Objective 1. In the forum thread on schooling a young horse, list every exercise Vey names in the paragraph that mentions barrel racing.
Objective 2. Transcribe part of the young-horse schooling thread, beginning at the words "I agree with" and stopping after "old in reality!".

Text excerpt.
# schooling a young horse



## LYNDSEY (19 August 2006)

Hello everyone, I wonder if any one has any useful tips on excercises for schooling young horses. My mare is four and I am finding it so difiicult to get her to bend, i know she is young but it is quite frustrating. Is there any specific excersices that you think may help or is it just a case of lots of bending and changng of reigns?


----------



## Super_Kat (19 August 2006)

Pick up your phone and book some lessons with an instructor.


----------



## LYNDSEY (19 August 2006)

How about saying "why don't you have a look in your area and seeing if there are any good instructors in your area" rather than sounding like a stuck up bitch


----------



## _jetset_ (19 August 2006)

I agree with Super_Kat... why don't you look into having a few lessons? Maybe look for one in the discipline you are thinking of concentrating on...

I know it made a huge difference for me and my mare when i first bought her. Even though she was 6 years old she had only been broken for 6 months so was like riding a 4 year old in reality!

Good luck!


----------



## vicijp (19 August 2006)

Why should SK sugar coat plain English? 
 No one here can really help without seeing your mare and you riding - an instructor can.


----------



## Ecila (19 August 2006)

I did loads of circles and things small to big and when she started to relax she starts to bend, but it has taken me 6 months to get her there!


----------



## siennamiller (19 August 2006)

SL, I don't think SK meant it like that. You came over as a bit rude then


----------



## GTs (19 August 2006)

I love it when people use the word frustrating and young horse in the same post...........


----------



## sojeph (19 August 2006)

bet you're not gonna rush to ask for advice on here again!!!


----------



## Vey (19 August 2006)

Blimme what a lot of short fuses today!  

Four really is quite young, and the horse's skeleton is not mature at this age, so take it slowly.  Mix hacks and learning about the great world outside the school with schooling - and make sure the youngster does not get over-tired.

Make sure you are establising lots of forward movement at this age, that you have good impulsion.  Keep all lessons short.  It can be fun to try a kind of modified 'barrel racing' - walking, trotting and cantering up to and round a cone, and of course making sure you do this both sides, and don't 'motorbike' or anything.  Lots of transitions.  As flony says, big and small circles, serpentines, etc etc.  But not too much.  Much much better to take your time and keep the horse fresh and enjoying it.


----------



## serena2005 (19 August 2006)

GTS i love reading your posts, you usually say what im thinking!!

it take ages for horse to bend, and alot of work and persistance and patience, you just need basic schooling skills, circles, transistions... and lessons of course!


----------



## Super_Kat (19 August 2006)

[ QUOTE ]
 rather than sounding like a stuck up bitch 

[/ QUOTE ]

What a lovely person you are! Oh I don't believe I've ever welcomed you to the forum.....Welcome, It's wonderful you've already started making helpful contributions


----------

Data excerpt.
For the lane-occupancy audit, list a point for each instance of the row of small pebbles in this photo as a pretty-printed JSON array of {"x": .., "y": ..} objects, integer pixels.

Task response 1.
- A modified barrel racing: walking, trotting and cantering up to and round a cone, on both sides
- Lots of transitions
- Big and small circles
- Serpentines

Task response 2.
I agree with Super_Kat... why don't you look into having a few lessons? Maybe look for one in the discipline you are thinking of concentrating on...

I know it made a huge difference for me and my mare when i first bought her. Even though she was 6 years old she had only been broken for 6 months so was like riding a 4 year old in reality!